◆ **What you should do**
Only the lines from the one containing "Find the diagonal" through the end of the data below should be copied, each exactly as written and with both ends kept.

Records excerpted from a collection
==============================
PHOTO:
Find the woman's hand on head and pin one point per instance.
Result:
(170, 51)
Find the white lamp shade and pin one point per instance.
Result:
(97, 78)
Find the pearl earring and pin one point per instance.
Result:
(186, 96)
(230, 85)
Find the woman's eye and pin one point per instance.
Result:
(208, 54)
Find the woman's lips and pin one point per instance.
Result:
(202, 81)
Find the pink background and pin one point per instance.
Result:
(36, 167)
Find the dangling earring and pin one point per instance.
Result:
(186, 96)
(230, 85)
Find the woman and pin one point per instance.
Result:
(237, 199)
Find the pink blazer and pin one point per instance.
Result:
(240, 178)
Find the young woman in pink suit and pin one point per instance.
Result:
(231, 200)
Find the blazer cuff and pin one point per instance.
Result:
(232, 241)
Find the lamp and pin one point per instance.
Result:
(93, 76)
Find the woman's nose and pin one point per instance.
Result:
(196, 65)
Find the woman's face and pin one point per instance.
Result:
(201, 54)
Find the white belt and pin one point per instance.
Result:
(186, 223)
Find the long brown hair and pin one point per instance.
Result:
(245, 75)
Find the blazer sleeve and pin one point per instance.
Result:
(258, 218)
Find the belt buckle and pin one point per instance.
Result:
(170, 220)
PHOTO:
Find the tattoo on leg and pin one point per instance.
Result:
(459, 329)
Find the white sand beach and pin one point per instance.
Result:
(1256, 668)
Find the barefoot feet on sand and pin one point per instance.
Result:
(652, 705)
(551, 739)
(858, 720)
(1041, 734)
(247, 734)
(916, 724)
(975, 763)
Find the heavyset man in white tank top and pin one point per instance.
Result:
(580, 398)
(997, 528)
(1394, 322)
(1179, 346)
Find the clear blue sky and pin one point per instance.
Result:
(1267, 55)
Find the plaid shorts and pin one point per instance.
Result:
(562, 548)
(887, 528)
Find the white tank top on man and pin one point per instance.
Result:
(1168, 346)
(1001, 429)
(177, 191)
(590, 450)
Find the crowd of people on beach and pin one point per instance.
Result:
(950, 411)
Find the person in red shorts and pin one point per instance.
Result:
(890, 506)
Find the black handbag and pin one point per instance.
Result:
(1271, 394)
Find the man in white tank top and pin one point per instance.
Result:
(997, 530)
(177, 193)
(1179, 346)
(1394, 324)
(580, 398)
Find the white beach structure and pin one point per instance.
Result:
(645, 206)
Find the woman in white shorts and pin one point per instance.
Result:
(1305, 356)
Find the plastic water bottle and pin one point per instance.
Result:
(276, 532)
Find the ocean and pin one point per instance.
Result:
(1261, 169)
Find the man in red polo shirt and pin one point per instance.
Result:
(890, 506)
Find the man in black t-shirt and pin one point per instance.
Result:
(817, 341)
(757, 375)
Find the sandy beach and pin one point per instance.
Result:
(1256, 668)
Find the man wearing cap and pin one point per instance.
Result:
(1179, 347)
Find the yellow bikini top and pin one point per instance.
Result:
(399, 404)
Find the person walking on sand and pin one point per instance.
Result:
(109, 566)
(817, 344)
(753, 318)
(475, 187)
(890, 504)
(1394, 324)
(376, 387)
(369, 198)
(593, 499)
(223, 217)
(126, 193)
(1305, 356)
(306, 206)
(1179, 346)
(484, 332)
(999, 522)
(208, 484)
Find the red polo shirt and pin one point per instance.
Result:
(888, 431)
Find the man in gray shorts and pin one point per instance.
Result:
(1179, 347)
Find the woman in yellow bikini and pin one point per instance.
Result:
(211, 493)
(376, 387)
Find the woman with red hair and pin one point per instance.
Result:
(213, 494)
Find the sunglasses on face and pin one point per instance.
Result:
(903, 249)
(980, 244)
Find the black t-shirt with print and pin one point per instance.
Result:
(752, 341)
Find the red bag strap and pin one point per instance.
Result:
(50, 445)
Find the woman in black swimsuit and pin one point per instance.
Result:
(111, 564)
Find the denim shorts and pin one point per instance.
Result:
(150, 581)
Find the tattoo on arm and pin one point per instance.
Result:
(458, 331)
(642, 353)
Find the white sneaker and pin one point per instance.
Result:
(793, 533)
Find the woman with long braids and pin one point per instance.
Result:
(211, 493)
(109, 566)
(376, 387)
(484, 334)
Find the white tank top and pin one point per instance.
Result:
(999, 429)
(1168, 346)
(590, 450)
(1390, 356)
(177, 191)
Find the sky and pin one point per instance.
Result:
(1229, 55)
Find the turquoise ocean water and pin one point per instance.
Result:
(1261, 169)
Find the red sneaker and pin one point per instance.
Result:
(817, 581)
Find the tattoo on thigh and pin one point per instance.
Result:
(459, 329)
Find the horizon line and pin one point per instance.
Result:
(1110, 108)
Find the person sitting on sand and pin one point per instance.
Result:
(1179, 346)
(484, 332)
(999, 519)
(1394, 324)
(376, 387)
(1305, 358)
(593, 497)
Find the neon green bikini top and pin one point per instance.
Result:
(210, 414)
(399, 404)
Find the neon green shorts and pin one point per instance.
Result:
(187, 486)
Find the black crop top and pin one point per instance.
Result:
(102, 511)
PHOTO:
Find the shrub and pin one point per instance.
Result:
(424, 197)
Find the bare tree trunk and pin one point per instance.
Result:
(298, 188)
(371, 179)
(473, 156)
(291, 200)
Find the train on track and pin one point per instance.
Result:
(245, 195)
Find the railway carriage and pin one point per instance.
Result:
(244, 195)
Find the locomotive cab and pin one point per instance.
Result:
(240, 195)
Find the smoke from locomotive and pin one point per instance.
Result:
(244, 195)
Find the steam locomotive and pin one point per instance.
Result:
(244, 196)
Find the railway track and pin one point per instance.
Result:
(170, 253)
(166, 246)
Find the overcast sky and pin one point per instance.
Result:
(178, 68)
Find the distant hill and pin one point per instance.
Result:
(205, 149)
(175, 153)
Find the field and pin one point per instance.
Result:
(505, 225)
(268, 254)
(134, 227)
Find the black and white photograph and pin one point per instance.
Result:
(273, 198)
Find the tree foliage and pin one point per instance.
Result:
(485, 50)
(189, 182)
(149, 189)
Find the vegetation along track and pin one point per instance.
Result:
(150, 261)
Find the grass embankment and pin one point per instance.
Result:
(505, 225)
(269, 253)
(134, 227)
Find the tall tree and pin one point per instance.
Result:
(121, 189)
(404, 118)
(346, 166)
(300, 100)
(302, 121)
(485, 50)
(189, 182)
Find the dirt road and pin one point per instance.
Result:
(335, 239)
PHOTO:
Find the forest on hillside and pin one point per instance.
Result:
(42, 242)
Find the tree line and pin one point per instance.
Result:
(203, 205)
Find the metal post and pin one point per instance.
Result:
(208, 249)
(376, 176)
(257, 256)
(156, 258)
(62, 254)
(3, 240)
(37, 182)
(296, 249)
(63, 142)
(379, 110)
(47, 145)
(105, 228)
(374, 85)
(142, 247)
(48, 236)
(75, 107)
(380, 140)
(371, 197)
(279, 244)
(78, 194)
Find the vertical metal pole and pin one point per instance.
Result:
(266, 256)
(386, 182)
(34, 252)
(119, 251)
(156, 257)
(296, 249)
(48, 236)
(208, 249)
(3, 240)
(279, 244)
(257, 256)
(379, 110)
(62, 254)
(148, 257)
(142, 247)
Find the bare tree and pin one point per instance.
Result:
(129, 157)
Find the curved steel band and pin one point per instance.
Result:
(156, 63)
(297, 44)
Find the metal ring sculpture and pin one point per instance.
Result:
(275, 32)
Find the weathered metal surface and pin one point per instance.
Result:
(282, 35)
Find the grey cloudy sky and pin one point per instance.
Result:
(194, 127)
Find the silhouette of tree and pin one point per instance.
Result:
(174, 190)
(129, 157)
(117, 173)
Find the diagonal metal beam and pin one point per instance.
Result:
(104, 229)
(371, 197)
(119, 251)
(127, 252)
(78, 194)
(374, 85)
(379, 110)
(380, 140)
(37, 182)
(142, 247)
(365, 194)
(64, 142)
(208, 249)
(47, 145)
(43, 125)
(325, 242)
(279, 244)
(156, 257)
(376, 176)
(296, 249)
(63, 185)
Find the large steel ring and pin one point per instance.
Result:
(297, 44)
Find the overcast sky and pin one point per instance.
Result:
==============================
◆ **Response area**
Find the diagonal metal beam and pin one point per instance.
Result:
(104, 229)
(371, 197)
(119, 251)
(127, 252)
(78, 194)
(374, 85)
(379, 110)
(380, 140)
(37, 182)
(142, 247)
(365, 194)
(64, 142)
(208, 249)
(47, 145)
(43, 125)
(325, 242)
(279, 244)
(156, 257)
(376, 176)
(296, 249)
(63, 185)
Find the large steel ring and pin one point per instance.
Result:
(297, 44)
Find the overcast sky and pin one point per instance.
Result:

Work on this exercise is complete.